Verilen metin:
Dış tehdit Kılıçdaroğlu

Geçtiğimiz hafta siyasi gündem açısından yoğun ve tartışmalı geçti. CHP Genel Başkanı Kemal Kılıçdaroğlu, Cumhurbaşkanı Erdoğan’ın çocukları ve bazı akrabalarının yurt dışına para kaçırdığını iddia etmesinin ardından, bazı kağıtları partisinin grup toplantısında kürsüden sallayarak bunların kanıt olduğunu söyledi. Fakat belgeleri ne kimseye gösterdi ne basınla paylaştı ne de adli makamlara verdi. Hatta parti sözcüsü Bülent Tezcan savcılığa gitmeyeceklerini açıkladı ve “Sayın genel başkanımızın ‘Bu bir suçtur’ diye bir ifadesi var mı? Suç ekseninde bir değerlendirme yapılmamıştır. Bu işin savcısı millettir. Biz millete bu işi açıkladık” dedi. Daha sonra ise yoğun kamuoyu baskısına direnemeyip, basınla “belgeleri” paylaştılar. Ancak bu paylaşımı yaparken Kılıçdaroğlu’nun kürsüdeki özgüvenli açıklamalarının yerini şöyle bir açıklama almıştı: “Para hareketliliği görünüyor”

Erdoğan’ın avukatları ise Kılıçdaroğlu’nun ‘offshore para transferinin kanıtı’ olarak kürsüden gösterdiği evrakların sahte olduğunu açıkladı ve bu evrakları hemen adli makamlara vererek dava açmasını istedi. Cumhurbaşkanı Erdoğan ise “Bir tomar kağıdı sallayarak, ‘Dekontları da bunlar’ dedi. Ne gazetecilere ne adli makamlara vermedi. İddia edildiği gibi yurt dışına giden tek kuruş yok. Mevcut şirketlerini satmaları sebebiyle onlara para geldi. Oraya da para gitmedi” dedi.

Fuat Avni ile aynı ağız

İşin asıl ilginç yanı ise bir süredir Alman istihbaratı kaynaklı benzer söylentilerin olması, Kılıçdaroğlu’nun da aynı dedikoduları dillendirmesi ve eline nereden geldiği belli olmayan birtakım banka dekontlarını bu iddialara delil olarak göstermesiydi. Üstelik FETÖ’nün Twitter’daki hesaplarından ‘Fuat Avni’nin sahibi Said Sefa da Mayıs ayında Kılıçdaroğlu’nun iddialarını yazmıştı. Tabi bu Kılıçdaroğlu’nu dikkatle takip edenleri şaşırtmadı çünkü Kılıçdaroğlu’nun durduğu noktayı Alman istihbaratı, PKK ya da FETÖ’nün söylemlerine paralel olacak şekilde konumlandırması ilk kez gerçekleşen bir olay değildi. Bunu görmek için Kılıçdaroğlu’nun ve partisinin geçmişine doğru kısa bir yolculuk yapmak yeterli.

Görev koşulları: Lütfen yukarıdaki Kılıçdaroğlu konulu yazıyı, son cümlesinin ardından sürdürün.

Çıkarılan veriler:
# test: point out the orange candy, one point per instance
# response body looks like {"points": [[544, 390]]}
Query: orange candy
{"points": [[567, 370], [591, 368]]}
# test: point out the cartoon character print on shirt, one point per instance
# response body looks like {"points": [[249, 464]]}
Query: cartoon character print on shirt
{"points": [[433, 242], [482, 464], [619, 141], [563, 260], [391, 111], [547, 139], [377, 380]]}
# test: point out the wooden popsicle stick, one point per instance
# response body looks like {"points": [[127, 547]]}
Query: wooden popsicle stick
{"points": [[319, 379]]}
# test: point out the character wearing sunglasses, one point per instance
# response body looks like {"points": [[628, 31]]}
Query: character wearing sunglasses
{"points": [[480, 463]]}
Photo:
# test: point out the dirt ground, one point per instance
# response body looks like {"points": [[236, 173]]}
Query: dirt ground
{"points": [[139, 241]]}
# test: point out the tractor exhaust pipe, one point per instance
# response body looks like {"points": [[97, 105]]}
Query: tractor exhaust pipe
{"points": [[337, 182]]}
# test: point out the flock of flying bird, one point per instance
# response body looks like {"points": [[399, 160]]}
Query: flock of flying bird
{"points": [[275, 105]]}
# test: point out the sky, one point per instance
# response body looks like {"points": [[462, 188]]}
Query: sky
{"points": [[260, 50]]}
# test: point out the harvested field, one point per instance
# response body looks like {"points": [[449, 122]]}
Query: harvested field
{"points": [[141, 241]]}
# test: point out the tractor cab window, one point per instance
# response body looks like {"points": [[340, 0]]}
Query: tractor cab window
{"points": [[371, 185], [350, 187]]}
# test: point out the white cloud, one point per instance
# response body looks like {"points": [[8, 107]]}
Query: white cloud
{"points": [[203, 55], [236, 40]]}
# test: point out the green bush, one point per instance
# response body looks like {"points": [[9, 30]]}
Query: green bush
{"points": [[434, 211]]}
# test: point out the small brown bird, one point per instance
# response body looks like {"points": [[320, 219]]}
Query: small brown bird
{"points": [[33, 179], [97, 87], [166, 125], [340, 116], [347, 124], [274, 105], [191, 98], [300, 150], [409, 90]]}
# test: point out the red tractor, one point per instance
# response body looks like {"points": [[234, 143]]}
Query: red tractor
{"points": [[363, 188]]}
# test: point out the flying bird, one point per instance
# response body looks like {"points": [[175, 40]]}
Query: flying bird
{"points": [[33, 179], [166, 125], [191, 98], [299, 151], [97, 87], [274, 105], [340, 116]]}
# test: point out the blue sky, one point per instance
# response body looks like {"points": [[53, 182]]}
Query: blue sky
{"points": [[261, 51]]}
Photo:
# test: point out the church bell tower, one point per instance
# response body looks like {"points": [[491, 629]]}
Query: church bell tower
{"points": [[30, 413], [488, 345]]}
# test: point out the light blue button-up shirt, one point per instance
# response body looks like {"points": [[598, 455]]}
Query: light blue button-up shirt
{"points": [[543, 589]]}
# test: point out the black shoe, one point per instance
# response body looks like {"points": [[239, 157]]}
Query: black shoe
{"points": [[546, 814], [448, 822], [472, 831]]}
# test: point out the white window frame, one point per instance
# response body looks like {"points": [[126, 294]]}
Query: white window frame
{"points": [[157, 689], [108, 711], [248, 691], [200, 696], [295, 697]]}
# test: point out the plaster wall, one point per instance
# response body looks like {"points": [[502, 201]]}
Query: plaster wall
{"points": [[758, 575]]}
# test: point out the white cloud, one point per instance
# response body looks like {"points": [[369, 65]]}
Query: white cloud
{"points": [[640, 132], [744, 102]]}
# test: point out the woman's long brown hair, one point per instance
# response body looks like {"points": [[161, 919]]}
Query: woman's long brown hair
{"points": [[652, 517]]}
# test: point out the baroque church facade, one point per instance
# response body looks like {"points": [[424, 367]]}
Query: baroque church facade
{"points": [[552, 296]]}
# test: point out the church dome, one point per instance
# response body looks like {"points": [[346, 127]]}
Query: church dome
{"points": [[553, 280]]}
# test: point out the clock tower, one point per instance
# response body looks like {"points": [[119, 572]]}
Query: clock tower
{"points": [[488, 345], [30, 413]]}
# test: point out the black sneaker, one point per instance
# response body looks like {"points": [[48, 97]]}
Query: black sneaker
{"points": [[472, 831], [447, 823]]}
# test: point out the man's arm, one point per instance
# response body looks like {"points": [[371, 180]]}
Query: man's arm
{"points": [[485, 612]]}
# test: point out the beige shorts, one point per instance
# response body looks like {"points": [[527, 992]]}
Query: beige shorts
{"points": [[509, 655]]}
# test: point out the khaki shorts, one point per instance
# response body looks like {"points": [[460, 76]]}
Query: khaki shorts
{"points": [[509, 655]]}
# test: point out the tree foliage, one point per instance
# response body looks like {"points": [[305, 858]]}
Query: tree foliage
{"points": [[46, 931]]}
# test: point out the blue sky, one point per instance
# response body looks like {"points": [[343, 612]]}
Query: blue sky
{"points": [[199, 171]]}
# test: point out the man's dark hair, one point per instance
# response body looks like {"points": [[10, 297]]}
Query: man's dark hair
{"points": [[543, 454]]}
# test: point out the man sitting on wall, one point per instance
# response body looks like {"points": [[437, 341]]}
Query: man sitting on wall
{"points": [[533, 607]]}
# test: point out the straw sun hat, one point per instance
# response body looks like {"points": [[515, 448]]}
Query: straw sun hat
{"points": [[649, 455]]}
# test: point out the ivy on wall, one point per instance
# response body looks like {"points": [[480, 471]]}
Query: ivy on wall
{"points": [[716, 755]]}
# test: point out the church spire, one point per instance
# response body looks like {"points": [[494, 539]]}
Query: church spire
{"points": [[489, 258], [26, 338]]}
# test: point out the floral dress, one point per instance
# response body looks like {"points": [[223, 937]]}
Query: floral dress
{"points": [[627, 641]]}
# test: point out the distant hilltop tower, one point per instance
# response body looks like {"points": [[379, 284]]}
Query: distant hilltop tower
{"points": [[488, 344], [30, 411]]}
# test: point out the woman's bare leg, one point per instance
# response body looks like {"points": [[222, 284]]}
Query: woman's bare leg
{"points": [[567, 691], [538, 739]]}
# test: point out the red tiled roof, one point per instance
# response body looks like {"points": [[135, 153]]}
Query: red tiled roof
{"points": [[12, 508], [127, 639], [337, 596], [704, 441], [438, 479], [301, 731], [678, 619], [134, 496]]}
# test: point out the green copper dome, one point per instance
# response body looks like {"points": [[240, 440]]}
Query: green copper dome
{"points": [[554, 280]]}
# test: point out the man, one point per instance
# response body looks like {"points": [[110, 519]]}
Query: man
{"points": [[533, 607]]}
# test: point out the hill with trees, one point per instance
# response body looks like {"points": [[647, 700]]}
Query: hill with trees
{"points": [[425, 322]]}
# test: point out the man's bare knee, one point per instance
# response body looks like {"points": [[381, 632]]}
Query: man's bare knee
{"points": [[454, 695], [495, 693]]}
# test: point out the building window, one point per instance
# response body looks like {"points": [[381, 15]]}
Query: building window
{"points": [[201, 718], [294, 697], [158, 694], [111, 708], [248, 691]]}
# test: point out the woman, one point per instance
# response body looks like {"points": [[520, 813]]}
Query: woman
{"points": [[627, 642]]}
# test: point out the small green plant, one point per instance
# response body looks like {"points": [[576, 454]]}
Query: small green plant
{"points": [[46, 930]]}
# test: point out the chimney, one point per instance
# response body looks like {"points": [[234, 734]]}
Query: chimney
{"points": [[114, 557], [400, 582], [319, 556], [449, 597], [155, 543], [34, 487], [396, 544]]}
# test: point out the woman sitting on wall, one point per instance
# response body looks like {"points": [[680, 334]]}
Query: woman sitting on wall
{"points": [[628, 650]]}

Sonuç:
Bir haftada genel başkan

2010 yılında CHP’nin Grup Başkan Vekili olan Kemal Kılıçdaroğlu, Deniz Baykal’ın kaset skandalıyla birlikte 10 Mayıs 2010’da istifa etmesiyle boşalan CHP Genel Başkanlığı koltuğuna aday olmayacağını söylemiş, ancak aradaki bir haftalık süreçte ne yaşadıysa, 17 Mayıs 2010 tarihinde CHP Grup Başkan Vekilliği’nden istifa ettiğini ve aday ola-cağını açık-lamıştı. Büyük bir medya desteği alan Kılıçdaroğlu, 22 Mayıs 2010 tarihinde yapılan kurultayda CHP’nin Genel Başkanı olarak seçildi.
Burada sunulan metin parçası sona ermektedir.